Go to the line holding "find wooden fence." in the entries below and write out exactly every line down to and including the line holding "gray wooden siding.".

◇ ◇ ◇ ◇ ◇

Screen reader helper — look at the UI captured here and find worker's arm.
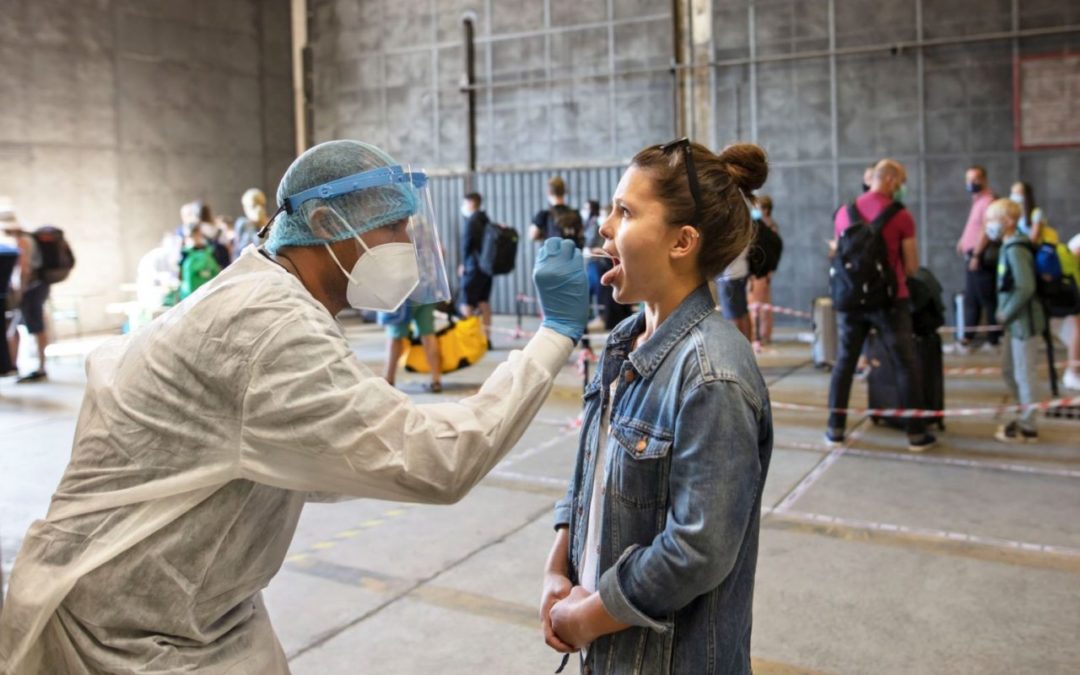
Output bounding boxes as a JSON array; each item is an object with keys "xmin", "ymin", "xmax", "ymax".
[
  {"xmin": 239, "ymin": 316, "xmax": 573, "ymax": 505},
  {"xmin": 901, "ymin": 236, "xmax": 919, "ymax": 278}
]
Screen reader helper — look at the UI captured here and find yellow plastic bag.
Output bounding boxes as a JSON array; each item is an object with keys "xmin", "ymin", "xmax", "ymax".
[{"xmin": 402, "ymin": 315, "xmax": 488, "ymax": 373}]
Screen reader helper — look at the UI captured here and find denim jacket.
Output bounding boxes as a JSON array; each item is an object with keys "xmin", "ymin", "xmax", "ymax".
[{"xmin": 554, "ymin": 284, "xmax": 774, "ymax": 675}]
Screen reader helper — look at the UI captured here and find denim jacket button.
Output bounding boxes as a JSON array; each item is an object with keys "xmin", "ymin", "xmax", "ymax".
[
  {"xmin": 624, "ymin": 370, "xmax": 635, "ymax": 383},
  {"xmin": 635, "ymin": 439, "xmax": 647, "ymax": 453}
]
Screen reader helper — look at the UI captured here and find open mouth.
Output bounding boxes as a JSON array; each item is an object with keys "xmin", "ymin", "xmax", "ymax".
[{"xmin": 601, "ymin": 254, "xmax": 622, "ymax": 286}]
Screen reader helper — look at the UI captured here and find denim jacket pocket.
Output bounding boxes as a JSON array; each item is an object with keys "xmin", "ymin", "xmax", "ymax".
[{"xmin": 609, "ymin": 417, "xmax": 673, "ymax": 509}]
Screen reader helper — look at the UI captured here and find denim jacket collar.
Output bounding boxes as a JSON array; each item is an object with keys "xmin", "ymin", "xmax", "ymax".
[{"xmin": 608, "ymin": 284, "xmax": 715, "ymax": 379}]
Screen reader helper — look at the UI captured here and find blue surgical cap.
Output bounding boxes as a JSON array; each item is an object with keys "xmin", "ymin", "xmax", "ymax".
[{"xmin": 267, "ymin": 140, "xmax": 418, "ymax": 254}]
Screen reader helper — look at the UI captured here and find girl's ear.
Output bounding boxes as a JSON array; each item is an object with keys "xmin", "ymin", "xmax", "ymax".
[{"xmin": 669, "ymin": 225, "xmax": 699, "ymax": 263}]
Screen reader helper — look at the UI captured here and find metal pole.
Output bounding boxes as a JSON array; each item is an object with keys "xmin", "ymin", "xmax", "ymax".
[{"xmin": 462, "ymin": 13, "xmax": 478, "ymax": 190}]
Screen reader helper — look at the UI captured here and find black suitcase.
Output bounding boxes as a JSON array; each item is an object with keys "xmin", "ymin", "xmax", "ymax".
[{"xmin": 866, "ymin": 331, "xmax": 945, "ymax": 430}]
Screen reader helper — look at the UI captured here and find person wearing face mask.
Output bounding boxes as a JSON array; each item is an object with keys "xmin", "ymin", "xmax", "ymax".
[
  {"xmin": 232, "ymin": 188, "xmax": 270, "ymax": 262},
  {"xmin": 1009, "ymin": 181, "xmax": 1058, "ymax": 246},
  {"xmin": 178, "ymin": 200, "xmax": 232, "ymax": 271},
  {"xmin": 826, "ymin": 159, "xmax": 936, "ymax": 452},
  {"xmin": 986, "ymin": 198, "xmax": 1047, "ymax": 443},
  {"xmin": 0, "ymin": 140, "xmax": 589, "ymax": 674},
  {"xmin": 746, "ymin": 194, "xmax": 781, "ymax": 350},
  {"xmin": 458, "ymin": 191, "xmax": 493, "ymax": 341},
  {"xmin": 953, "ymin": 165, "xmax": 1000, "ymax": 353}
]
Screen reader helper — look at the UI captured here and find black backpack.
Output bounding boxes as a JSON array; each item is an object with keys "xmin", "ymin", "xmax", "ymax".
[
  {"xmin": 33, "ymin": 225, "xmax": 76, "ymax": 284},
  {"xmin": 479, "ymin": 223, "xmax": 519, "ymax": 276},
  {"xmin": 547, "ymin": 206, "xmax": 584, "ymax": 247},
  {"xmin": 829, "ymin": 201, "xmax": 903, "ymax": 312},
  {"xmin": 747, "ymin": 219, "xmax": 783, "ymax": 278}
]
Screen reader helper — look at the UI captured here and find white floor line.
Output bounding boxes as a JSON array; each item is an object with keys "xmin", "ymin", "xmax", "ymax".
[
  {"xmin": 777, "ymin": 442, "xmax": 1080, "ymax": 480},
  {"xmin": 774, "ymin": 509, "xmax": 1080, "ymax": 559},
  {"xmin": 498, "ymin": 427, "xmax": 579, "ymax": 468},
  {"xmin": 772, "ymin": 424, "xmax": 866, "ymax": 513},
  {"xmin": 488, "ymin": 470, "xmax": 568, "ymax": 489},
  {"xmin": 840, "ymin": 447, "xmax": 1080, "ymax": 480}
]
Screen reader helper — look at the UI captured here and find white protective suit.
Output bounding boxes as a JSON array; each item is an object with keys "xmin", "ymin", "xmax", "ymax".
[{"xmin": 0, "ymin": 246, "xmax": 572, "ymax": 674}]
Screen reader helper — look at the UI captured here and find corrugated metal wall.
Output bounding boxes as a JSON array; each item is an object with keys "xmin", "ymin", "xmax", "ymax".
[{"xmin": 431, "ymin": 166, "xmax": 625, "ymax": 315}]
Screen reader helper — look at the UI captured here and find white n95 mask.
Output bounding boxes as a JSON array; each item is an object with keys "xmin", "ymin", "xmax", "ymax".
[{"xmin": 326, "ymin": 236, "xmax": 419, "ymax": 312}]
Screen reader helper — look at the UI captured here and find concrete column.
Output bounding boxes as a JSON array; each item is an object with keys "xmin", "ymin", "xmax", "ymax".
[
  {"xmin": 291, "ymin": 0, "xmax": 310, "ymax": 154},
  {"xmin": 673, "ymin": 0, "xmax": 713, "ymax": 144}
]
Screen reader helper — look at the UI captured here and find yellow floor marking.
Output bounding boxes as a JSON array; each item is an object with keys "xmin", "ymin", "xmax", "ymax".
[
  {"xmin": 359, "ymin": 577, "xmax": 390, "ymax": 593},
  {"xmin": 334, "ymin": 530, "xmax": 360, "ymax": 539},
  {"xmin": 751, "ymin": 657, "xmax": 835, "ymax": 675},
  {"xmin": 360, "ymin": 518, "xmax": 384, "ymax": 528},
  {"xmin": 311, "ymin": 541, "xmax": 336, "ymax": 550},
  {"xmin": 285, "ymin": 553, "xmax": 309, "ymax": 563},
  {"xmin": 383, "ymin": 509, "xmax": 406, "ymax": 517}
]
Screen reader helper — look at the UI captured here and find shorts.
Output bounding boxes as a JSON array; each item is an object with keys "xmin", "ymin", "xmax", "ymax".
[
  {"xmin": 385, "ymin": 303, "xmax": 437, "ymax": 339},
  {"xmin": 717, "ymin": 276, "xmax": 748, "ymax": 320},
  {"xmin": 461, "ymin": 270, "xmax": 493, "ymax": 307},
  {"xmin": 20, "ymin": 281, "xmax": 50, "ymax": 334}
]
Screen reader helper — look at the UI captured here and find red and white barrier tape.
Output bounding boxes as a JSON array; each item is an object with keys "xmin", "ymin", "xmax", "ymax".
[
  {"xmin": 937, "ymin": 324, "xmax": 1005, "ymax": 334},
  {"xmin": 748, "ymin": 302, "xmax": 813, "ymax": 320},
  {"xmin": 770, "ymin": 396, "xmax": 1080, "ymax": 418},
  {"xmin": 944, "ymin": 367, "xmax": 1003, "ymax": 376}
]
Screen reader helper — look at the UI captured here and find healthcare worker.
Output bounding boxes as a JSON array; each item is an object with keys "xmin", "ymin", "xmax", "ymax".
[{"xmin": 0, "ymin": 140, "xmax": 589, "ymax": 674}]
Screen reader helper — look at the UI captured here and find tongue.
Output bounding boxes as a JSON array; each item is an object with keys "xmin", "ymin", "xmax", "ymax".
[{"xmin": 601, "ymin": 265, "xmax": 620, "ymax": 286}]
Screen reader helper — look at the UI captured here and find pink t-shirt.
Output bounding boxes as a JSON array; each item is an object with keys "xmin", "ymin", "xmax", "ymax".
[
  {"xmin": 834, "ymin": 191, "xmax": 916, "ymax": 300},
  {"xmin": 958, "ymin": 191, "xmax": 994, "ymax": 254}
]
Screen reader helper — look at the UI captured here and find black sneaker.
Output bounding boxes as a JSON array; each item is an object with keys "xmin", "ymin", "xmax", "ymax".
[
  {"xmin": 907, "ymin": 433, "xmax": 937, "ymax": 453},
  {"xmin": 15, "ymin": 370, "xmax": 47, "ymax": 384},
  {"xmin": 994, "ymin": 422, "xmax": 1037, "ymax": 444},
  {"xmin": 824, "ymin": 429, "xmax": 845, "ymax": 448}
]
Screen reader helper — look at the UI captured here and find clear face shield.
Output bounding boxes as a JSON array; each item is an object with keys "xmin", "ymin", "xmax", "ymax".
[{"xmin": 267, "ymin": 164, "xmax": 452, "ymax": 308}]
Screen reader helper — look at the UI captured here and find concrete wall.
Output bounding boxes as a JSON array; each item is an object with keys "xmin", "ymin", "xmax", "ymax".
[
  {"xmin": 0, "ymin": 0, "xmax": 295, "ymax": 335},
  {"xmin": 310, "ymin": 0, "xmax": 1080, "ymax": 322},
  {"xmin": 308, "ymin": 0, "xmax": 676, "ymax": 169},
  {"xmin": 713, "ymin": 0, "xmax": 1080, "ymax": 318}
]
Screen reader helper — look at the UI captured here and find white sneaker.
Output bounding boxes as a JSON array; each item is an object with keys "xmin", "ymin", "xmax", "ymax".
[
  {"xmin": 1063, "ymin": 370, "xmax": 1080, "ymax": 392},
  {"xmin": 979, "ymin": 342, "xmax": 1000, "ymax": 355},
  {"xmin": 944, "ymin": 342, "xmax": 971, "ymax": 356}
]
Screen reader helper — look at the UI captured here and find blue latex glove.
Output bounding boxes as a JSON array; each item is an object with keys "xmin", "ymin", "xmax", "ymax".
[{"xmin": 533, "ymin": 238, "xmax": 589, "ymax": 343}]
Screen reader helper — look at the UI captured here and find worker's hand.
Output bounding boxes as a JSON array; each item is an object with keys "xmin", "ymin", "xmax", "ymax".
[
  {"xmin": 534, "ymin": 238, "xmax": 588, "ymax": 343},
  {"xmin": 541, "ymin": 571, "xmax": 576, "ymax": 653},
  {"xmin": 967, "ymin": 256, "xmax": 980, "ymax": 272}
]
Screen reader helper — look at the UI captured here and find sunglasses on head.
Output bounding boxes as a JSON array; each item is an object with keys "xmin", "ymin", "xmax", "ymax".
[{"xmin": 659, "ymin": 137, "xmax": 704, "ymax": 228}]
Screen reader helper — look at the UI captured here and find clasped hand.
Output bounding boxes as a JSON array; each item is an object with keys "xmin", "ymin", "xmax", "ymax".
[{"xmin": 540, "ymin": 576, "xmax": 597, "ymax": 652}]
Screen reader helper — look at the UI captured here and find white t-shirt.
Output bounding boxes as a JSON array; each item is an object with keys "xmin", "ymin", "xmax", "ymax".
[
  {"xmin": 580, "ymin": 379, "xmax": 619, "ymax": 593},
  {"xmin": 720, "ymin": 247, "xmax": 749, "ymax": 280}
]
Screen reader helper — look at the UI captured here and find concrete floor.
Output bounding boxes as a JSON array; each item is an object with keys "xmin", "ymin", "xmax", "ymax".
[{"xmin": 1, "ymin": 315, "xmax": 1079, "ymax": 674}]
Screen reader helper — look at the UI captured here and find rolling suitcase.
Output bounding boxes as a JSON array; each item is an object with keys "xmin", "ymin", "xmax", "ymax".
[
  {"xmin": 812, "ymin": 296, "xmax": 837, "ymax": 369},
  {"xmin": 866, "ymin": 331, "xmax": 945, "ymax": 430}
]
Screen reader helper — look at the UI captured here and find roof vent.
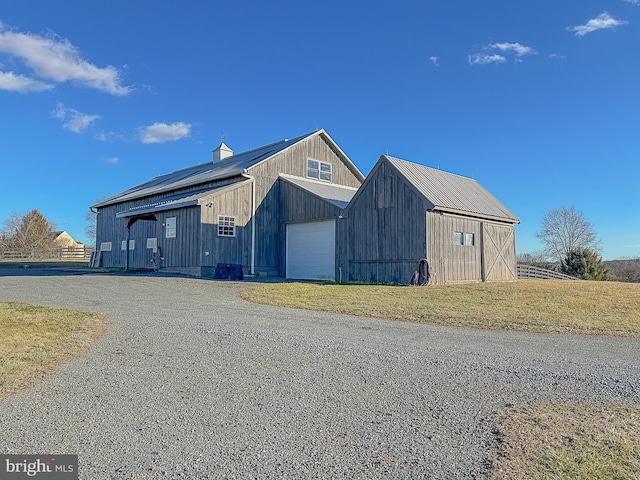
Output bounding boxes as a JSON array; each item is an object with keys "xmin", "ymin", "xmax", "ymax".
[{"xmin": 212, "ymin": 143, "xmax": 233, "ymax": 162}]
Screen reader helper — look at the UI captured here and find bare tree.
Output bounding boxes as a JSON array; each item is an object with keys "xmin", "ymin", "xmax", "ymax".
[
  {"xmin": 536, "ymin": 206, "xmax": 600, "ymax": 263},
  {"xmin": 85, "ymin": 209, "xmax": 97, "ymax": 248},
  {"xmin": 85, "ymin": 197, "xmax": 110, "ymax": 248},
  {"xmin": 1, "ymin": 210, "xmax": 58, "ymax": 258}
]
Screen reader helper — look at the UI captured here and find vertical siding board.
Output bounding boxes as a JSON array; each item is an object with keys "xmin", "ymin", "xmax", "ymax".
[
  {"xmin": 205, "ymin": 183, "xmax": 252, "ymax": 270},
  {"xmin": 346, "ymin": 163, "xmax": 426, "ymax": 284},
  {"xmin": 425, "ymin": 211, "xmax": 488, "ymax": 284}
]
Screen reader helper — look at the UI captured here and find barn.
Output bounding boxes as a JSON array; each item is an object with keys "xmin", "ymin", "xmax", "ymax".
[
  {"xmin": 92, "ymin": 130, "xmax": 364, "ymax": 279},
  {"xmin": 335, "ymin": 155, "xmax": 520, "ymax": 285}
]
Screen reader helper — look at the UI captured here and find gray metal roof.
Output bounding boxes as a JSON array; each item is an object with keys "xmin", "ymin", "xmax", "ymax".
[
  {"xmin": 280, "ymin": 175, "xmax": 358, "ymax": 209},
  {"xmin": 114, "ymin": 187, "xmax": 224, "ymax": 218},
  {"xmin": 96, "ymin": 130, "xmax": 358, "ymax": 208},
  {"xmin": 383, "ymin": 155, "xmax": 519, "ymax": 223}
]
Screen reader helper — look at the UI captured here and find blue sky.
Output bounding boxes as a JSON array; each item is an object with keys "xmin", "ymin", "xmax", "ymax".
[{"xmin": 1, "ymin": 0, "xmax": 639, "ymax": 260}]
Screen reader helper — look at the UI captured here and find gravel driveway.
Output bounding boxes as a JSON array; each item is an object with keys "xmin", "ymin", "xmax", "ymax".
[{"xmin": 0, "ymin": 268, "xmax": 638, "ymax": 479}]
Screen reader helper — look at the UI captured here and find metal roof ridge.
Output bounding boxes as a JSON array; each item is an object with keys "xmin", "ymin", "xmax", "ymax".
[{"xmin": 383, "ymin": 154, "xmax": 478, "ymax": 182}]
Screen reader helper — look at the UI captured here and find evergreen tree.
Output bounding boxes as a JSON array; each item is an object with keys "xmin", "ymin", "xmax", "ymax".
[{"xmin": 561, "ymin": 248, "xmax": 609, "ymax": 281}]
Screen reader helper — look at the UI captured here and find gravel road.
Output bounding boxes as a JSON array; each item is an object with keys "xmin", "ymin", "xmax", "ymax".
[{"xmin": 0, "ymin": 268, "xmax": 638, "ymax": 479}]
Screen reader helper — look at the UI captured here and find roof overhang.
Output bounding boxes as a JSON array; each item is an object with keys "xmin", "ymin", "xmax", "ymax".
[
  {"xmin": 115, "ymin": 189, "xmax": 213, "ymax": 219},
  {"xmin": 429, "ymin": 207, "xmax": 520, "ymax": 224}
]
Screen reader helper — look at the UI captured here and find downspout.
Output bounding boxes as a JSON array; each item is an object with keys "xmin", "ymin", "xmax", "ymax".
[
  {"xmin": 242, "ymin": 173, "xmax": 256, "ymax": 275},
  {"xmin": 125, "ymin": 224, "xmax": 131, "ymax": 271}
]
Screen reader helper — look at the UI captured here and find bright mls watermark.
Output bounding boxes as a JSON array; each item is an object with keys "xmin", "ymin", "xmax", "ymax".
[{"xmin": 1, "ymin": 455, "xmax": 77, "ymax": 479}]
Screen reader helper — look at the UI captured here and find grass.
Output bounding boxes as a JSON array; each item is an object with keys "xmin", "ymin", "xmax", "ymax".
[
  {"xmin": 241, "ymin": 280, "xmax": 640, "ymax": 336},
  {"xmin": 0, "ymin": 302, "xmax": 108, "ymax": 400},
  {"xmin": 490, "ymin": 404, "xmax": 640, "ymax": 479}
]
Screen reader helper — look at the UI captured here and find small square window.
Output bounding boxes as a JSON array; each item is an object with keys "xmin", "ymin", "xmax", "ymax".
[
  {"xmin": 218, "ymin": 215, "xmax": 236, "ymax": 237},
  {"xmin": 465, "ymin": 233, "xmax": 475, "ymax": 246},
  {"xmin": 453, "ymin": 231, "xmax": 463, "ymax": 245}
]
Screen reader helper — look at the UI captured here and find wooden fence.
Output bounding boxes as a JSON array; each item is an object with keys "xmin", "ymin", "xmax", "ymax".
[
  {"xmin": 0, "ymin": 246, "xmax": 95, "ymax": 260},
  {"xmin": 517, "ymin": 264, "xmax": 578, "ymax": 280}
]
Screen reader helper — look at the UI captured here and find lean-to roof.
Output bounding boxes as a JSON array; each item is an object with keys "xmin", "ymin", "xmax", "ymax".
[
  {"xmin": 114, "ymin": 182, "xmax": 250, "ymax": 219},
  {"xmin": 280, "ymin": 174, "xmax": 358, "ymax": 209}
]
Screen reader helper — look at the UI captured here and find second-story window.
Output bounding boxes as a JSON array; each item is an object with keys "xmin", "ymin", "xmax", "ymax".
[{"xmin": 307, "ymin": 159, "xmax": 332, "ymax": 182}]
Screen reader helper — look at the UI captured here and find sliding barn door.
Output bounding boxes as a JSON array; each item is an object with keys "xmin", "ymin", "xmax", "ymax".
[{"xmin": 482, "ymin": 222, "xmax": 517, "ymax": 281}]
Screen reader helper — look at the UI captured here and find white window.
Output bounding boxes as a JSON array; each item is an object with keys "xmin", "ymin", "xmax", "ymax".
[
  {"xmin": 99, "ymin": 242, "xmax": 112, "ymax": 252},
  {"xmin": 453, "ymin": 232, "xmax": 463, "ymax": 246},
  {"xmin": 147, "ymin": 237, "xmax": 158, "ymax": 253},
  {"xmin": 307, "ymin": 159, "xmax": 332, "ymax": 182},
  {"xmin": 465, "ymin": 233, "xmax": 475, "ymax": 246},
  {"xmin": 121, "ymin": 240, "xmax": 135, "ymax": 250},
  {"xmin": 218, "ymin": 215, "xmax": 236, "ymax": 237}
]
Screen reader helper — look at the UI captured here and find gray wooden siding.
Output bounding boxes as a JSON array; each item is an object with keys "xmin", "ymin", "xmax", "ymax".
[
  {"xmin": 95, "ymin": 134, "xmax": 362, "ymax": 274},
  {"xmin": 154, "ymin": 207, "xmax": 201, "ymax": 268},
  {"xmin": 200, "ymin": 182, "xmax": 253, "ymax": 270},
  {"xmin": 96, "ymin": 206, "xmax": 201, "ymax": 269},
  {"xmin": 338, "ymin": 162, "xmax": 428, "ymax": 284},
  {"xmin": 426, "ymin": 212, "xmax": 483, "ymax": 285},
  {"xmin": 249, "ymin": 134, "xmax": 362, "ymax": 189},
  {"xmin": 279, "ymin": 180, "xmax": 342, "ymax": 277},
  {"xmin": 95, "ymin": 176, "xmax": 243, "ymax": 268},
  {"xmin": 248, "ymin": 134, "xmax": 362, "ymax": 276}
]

◇ ◇ ◇ ◇ ◇

EXERCISE SOLUTION:
Screen reader helper — look at the UI captured here and find wooden fence.
Output bounding boxes as a JSON array; each item is an object with keys "xmin", "ymin", "xmax", "ymax".
[
  {"xmin": 0, "ymin": 246, "xmax": 95, "ymax": 260},
  {"xmin": 517, "ymin": 264, "xmax": 578, "ymax": 280}
]
Screen reader helper — look at the UI captured here and find lean-to roof.
Output bounding boxes as a JSON array; each item is an object with keys "xmin", "ymin", "xmax", "ymax".
[
  {"xmin": 114, "ymin": 182, "xmax": 250, "ymax": 219},
  {"xmin": 280, "ymin": 174, "xmax": 358, "ymax": 209}
]
Screen reader helper — look at the UI captured here and find second-story window.
Output bounding boxes as a JSON array; each item is an object with keys "xmin", "ymin", "xmax", "ymax".
[{"xmin": 307, "ymin": 159, "xmax": 332, "ymax": 182}]
Screen reader helper — look at the UI captured here and find sliding barn door.
Output bounding boxes as a JSON array; each item is an object with keys "xmin", "ymin", "xmax", "ymax".
[{"xmin": 482, "ymin": 222, "xmax": 517, "ymax": 281}]
Screen reader helper — look at the UI captured here and find white window.
Output bounding boxes as a JSON array; each item is an object with keys "xmin", "ymin", "xmax", "ymax".
[
  {"xmin": 99, "ymin": 242, "xmax": 112, "ymax": 252},
  {"xmin": 453, "ymin": 232, "xmax": 463, "ymax": 246},
  {"xmin": 147, "ymin": 237, "xmax": 158, "ymax": 253},
  {"xmin": 307, "ymin": 159, "xmax": 332, "ymax": 182},
  {"xmin": 465, "ymin": 233, "xmax": 475, "ymax": 246},
  {"xmin": 121, "ymin": 240, "xmax": 135, "ymax": 250},
  {"xmin": 218, "ymin": 215, "xmax": 236, "ymax": 237}
]
Screen reader helper — look at the UI captured here and find gray wooden siding.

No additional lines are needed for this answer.